> _What this task involves_
Reproduce everything from the line containing "Query: dark ceiling beam" down to the line containing "Outline every instance", copying each line precisely as it appears, both of those lines included.

> _Excerpted records_
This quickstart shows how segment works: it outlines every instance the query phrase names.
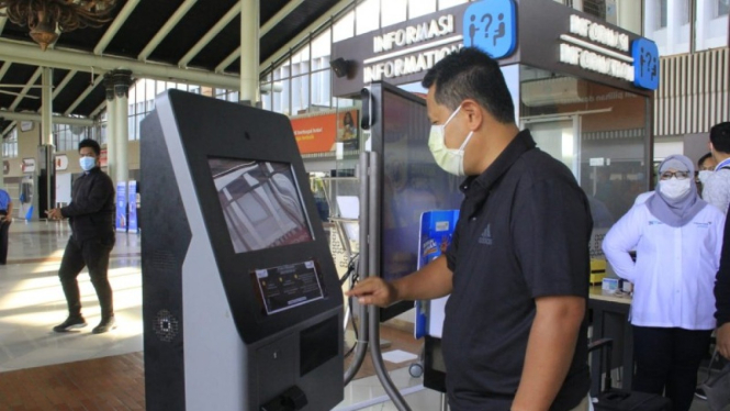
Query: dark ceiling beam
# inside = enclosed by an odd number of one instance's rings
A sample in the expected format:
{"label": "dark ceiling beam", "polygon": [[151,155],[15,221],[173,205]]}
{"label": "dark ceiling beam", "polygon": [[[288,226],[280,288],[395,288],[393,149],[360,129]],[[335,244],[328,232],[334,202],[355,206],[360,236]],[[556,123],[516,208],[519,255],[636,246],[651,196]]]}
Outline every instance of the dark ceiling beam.
{"label": "dark ceiling beam", "polygon": [[182,20],[182,18],[188,14],[188,11],[192,9],[198,0],[186,0],[178,10],[172,13],[172,15],[165,22],[165,24],[157,31],[157,34],[147,43],[145,48],[139,53],[137,59],[141,62],[146,62],[147,57],[157,48],[157,46],[167,37],[168,34],[175,29],[176,25]]}
{"label": "dark ceiling beam", "polygon": [[281,23],[282,20],[291,14],[291,12],[296,10],[297,7],[302,5],[303,2],[304,0],[290,0],[287,5],[277,12],[277,14],[272,15],[271,19],[261,24],[261,29],[259,29],[259,38],[263,37],[268,32],[271,31],[271,29]]}
{"label": "dark ceiling beam", "polygon": [[25,84],[25,87],[23,87],[22,90],[20,90],[18,93],[19,96],[15,97],[15,100],[13,100],[13,103],[10,104],[9,110],[14,111],[18,108],[18,104],[20,104],[21,101],[27,96],[27,91],[33,88],[35,85],[35,81],[38,80],[38,77],[41,77],[41,74],[43,73],[43,67],[38,67],[35,69],[35,73],[33,73],[33,76],[31,76],[31,79],[27,80]]}
{"label": "dark ceiling beam", "polygon": [[2,64],[2,68],[0,68],[0,80],[2,80],[2,78],[5,76],[5,73],[8,73],[8,70],[10,69],[10,66],[12,66],[12,65],[13,64],[11,62],[4,62]]}
{"label": "dark ceiling beam", "polygon": [[56,87],[54,88],[54,90],[53,90],[53,97],[54,97],[54,99],[55,99],[56,96],[58,96],[58,93],[59,93],[59,92],[60,92],[60,91],[61,91],[61,90],[68,85],[68,82],[71,81],[71,78],[74,78],[74,76],[76,76],[77,73],[78,73],[77,70],[70,70],[70,71],[68,71],[68,74],[66,75],[66,77],[64,77],[64,79],[60,80],[60,82],[58,84],[58,86],[56,86]]}
{"label": "dark ceiling beam", "polygon": [[[268,32],[271,31],[277,24],[281,23],[282,20],[287,18],[291,12],[296,10],[297,7],[300,7],[304,0],[291,0],[290,2],[287,3],[281,10],[277,12],[271,19],[269,19],[259,29],[259,38],[263,37]],[[215,66],[214,71],[215,73],[223,73],[226,67],[231,66],[233,62],[235,62],[238,57],[240,57],[240,46],[236,47],[233,53],[228,54],[226,58],[224,58],[221,63],[218,63],[217,66]]]}
{"label": "dark ceiling beam", "polygon": [[97,46],[93,47],[93,54],[100,55],[104,53],[104,49],[106,49],[109,43],[112,42],[116,33],[120,31],[120,29],[122,29],[122,25],[124,22],[126,22],[126,19],[130,18],[130,14],[132,14],[137,4],[139,4],[139,0],[127,0],[126,4],[124,4],[119,14],[116,14],[116,18],[114,18],[112,24],[110,24],[109,29],[106,29],[106,32],[104,32],[104,35],[101,36],[101,40],[99,43],[97,43]]}
{"label": "dark ceiling beam", "polygon": [[[64,115],[70,115],[74,112],[74,110],[76,110],[76,108],[79,107],[79,104],[87,98],[87,96],[89,96],[89,93],[91,93],[91,91],[93,91],[93,89],[97,88],[97,86],[99,86],[99,84],[103,79],[104,79],[104,76],[101,76],[101,75],[97,76],[97,78],[93,80],[93,82],[90,84],[86,88],[86,90],[83,90],[83,92],[81,92],[79,95],[79,97],[76,98],[76,100],[74,100],[74,102],[71,103],[71,105],[68,107],[68,109],[66,109],[66,111],[64,112]],[[104,100],[104,101],[106,101],[106,100]],[[92,116],[92,115],[90,115],[90,116]]]}
{"label": "dark ceiling beam", "polygon": [[299,35],[296,35],[296,37],[292,37],[292,40],[290,40],[281,48],[279,48],[277,53],[272,54],[271,57],[262,62],[259,65],[259,67],[261,67],[261,69],[269,67],[273,62],[277,62],[287,53],[289,53],[289,51],[292,47],[305,41],[310,36],[310,33],[322,27],[325,23],[327,23],[327,21],[329,21],[329,19],[332,19],[333,15],[339,14],[342,10],[351,5],[352,5],[352,0],[340,0],[337,4],[333,5],[329,10],[327,10],[327,12],[323,13],[312,24],[307,25],[306,29],[302,30],[302,32]]}
{"label": "dark ceiling beam", "polygon": [[[0,110],[0,118],[5,120],[13,121],[34,121],[36,123],[41,122],[41,114],[29,113],[29,112],[14,112]],[[93,125],[93,120],[82,119],[76,116],[66,116],[66,115],[55,115],[53,116],[54,124],[72,124],[72,125]]]}
{"label": "dark ceiling beam", "polygon": [[180,81],[229,90],[237,90],[237,76],[226,76],[211,71],[179,68],[157,63],[143,63],[136,59],[111,56],[97,56],[66,49],[41,51],[30,43],[0,41],[0,60],[21,63],[32,66],[64,68],[67,70],[92,71],[104,74],[117,68],[131,69],[134,77],[146,77],[165,81]]}
{"label": "dark ceiling beam", "polygon": [[238,14],[240,14],[240,1],[237,1],[236,4],[232,7],[231,10],[228,10],[223,15],[223,18],[221,18],[221,20],[218,20],[217,23],[215,23],[211,30],[207,31],[207,33],[205,33],[205,35],[203,35],[198,41],[198,43],[195,43],[195,45],[192,46],[188,53],[186,53],[184,56],[182,56],[180,62],[178,62],[178,67],[188,67],[188,63],[195,58],[198,53],[200,53],[200,51],[202,51],[209,43],[211,43],[213,38],[215,38],[215,36],[218,35],[218,33],[221,33],[221,31],[225,29],[225,26],[228,25],[228,23],[231,23],[231,21]]}
{"label": "dark ceiling beam", "polygon": [[[2,138],[4,138],[5,135],[8,135],[8,133],[10,133],[11,130],[13,130],[14,126],[15,126],[15,122],[11,121],[10,124],[8,124],[8,126],[5,127],[5,130],[2,131]],[[0,149],[2,149],[1,146],[0,146]]]}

> _Worked solution_
Query: dark ceiling beam
# inside = enclosed by an odd number of one instance's rings
A sample in the expected format:
{"label": "dark ceiling beam", "polygon": [[151,155],[15,221],[173,205]]}
{"label": "dark ceiling beam", "polygon": [[[288,226],[280,288],[395,288],[393,149],[360,129]],[[335,244],[328,232],[334,202],[355,206],[360,236]],[[556,123],[516,208],[519,255],[636,246],[651,196]]]}
Outline every instance of the dark ceiling beam.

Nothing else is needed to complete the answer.